= Hans Eugen Frischknecht =

Swiss composer and musician

Hans Eugen Frischknecht (born 8 May 1939) is a Swiss composer, organist, choral conductor and harpsichordist.

== Life ==
Born in St. Gallen, Frischknecht graduated from the Swiss Music Pedagogic Association after his school-leaving exams as a piano teacher (SMPV). From 1959 to 1962, he studied composition with Boris Blacher, counterpoint with Ernst Pepping, organ (final examination) with Michael Schneider and twelve-tone music with Josef Rufer at the Universität der Künste Berlin. in der MusicSack-Datenbank From 1962 to 1964 he continued his training with Olivier Messiaen (courses in analysis), in organ with Gaston Litaize and in harpsichord with Robert Veyron-Lacroix at the Conservatoire de Paris. Until 1969, he studied music theory (teaching diploma) with Theo Hirsbrunner and Jörg Ewald Dähler at the Hochschule der Künste Bern.

■ **Tasks to perform**:
A: Answer these questions about the Frischknecht biography:
(i) On what date was Frischknecht born?
(ii) With whom did he study harpsichord at the Conservatoire de Paris?
(iii) Until what year did he study music theory at the Hochschule der Künste Bern?
B: Which institutions does the Frischknecht biography name as places where he graduated or studied? List every one.
C: Carry on the Frischknecht biography from its last sentence.

Region labeling lines:
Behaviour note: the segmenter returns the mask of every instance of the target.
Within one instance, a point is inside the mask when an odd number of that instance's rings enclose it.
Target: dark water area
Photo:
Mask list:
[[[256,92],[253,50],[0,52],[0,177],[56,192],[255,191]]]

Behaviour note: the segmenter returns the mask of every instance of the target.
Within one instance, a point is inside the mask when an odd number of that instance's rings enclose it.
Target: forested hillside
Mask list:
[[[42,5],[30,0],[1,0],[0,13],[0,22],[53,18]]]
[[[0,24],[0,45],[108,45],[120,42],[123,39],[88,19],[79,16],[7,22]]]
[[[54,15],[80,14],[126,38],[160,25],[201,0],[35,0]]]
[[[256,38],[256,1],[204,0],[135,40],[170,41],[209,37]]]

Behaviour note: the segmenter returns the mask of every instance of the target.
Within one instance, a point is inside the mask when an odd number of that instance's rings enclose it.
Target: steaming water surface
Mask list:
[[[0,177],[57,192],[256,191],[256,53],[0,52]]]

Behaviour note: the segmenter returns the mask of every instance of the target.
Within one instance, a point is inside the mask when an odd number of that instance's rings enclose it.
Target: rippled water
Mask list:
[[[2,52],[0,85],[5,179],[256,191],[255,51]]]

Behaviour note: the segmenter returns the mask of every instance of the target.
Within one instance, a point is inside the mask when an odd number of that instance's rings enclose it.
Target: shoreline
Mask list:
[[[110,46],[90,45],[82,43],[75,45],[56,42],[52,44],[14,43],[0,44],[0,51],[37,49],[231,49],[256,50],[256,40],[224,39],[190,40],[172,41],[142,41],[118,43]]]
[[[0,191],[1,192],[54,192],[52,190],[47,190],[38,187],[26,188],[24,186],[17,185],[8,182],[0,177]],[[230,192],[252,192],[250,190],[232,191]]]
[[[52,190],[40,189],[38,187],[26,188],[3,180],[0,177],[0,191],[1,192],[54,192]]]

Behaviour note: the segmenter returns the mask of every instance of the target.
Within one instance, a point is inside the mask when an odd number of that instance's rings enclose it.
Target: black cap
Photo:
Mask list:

■ **The replies**:
A:
(i) 8 May 1939
(ii) Robert Veyron-Lacroix
(iii) 1969

B:
- Swiss Music Pedagogic Association
- Universität der Künste Berlin
- Conservatoire de Paris
- Hochschule der Künste Bern

C:
As organist and harpsichordist, he gave concerts in Europe and the USA. From 1964 to 2002, he was organist and choirmaster at the Protestant-Reformed Johanneskirche in the Breitenrain quarter of Bern. In 1970, he founded and took over the direction of the International Society for Contemporary Music Vocal Soloists Bern. In 1980, he conducted the world premiere of the Madrigal by Manfred Trojahn. From 1983 to 2003, he taught improvisation and theory at the Hochschule der Künste Bern in Biel.

Frischknecht was President of the Bern City Association of the International Society for New Music (IGNM) from 1977 to 1988. He served as President of the local Swiss Music Pedagogical Association (SMPV) in Bern from 1978 to 1990. He was also for many years president of the SMPV. In 2002/03, he was a founding member of the Festival L'art pour l'Aar in Bern.

In addition to organ, piano and harpsichord pieces, he composed mainly chamber music and choral works. They have been performed in Europe and the United States by the Sinfonieorchester St. Gallen and the Ensemble Sortisatio, among others.

Frischknecht is married to the organist Eliane Kneuss and lives in Muri near Bern.

== Awards ==
- 1964: Premier Prix of the Classe d’Analyse at the Conservatoire de Paris
- 1971: First prize at the St Albans International Organ Festival in England

== Recordings ==
- Orgelwerke (Pro, 1992)
- Musik für meine Freunde (Classic, 1995)
- Festival l’art pour l’Aar 2003 (Müller & Schade, 2005)
- Festival l’art pour l’Aar 2005 (Müller & Schade, 2006)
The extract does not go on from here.